*Selected passage*:
Sunday, August 19, 2007

Five Things You Can Do To Avoid Foreclosure

We keep hearing that millions of American homeowners are in financial trouble and can not pay their mortgages. There are a lot of reasons for this situation, but mostly it has to do with living beyond our means on borrowed money and now we can't make the payments. If you find yourself among those who face the loss of your home because you can no longer afford the mortgage, here are five things you should do ...

1. Call Your Lender. Lenders want your money. They do not want your house. The last thing your lender wants to do is foreclose on your property. As soon as you start having problems covering the payment, call your lender and talk to them about what you can do to keep your house and avoid a foreclosure procedure.

2. Stay informed. I'm one of those people with the bad habit of not opening my mail for days at a time. If you're missing payments on your mortgage, you better open the mail from your lender in a timely manner. Early on, your lender will be mailing you friendly offers which can help you avoid foreclosure. If you don't respond, the tone of those letters will likely change and eventually will become legal notices. Your best bet is to respond to every letter you get from your mortgage lender, take advantage of any offers of help and answer any questions the lender may have in a timely manner.

*Supplied data*:
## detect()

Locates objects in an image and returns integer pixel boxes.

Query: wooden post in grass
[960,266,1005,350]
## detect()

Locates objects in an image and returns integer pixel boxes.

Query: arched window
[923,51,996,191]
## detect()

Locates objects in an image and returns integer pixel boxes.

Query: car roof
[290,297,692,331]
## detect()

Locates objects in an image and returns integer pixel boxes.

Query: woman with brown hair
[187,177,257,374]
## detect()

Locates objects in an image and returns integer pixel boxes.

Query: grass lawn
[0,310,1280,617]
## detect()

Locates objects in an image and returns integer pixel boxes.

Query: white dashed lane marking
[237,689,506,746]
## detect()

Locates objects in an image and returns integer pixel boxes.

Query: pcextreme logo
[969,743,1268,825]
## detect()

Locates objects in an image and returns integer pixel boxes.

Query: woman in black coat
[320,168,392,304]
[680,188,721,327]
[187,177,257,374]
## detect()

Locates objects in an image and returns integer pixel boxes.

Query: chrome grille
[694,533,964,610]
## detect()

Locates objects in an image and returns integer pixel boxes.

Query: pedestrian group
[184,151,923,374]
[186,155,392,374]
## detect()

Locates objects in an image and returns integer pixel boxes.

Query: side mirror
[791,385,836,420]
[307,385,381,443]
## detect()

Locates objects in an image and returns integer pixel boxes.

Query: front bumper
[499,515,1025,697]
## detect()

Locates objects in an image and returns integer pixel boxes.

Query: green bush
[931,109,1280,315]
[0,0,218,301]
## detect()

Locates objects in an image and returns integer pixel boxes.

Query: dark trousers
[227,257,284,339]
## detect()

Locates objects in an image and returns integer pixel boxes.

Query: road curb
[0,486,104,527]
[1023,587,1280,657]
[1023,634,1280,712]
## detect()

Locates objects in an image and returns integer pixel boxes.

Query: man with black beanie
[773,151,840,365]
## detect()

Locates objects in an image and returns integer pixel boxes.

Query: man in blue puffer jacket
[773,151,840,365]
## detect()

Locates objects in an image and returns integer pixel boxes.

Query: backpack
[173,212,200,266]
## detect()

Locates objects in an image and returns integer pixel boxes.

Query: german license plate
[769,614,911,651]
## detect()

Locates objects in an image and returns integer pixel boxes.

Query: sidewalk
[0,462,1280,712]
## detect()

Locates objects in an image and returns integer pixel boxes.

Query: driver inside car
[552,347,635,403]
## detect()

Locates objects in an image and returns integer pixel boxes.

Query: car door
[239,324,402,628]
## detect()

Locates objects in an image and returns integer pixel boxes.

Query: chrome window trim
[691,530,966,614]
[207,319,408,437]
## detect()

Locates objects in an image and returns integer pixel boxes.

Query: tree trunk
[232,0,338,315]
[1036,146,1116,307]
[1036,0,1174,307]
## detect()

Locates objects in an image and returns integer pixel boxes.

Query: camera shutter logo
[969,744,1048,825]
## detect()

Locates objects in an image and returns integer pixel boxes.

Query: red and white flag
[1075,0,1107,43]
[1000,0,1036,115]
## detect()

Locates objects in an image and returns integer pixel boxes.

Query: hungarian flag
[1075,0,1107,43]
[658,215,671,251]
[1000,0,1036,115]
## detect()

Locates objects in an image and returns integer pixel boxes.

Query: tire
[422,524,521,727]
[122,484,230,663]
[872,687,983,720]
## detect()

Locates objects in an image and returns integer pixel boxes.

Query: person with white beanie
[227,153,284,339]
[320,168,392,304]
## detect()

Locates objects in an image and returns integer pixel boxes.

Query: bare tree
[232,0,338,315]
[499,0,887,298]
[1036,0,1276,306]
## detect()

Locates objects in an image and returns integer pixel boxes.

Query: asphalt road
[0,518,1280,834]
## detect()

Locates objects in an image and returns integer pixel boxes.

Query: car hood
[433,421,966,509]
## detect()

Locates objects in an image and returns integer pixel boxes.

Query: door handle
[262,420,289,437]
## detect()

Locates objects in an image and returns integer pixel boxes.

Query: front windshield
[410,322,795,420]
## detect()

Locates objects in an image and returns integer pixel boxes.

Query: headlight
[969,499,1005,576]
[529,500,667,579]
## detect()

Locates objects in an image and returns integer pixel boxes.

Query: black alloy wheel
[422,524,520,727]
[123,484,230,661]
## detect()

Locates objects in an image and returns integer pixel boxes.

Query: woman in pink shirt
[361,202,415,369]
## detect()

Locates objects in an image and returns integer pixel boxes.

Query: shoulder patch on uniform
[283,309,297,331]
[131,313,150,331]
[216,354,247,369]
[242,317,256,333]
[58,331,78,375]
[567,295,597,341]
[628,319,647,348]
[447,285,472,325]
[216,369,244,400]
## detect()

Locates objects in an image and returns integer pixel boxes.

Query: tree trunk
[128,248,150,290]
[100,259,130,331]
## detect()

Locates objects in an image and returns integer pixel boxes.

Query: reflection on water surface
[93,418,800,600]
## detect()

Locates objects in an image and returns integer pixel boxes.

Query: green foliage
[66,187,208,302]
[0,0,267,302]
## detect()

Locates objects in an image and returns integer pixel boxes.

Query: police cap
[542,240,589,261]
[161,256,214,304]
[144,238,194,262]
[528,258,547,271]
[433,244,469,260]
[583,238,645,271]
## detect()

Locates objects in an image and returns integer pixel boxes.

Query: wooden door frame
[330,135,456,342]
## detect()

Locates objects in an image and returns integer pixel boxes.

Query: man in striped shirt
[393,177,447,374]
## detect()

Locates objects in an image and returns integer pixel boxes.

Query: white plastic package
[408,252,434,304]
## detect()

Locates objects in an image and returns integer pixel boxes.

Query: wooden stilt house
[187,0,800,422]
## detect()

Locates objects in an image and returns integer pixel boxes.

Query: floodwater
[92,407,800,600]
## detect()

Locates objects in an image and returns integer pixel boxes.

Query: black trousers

*What needs to be done*:
Copy everything in the piece on avoiding foreclosure from "We keep hearing" down to "should do ...", and change "homeowners" to "property owners".

*Response to the exercise*:
We keep hearing that millions of American property owners are in financial trouble and can not pay their mortgages. There are a lot of reasons for this situation, but mostly it has to do with living beyond our means on borrowed money and now we can't make the payments. If you find yourself among those who face the loss of your home because you can no longer afford the mortgage, here are five things you should do ...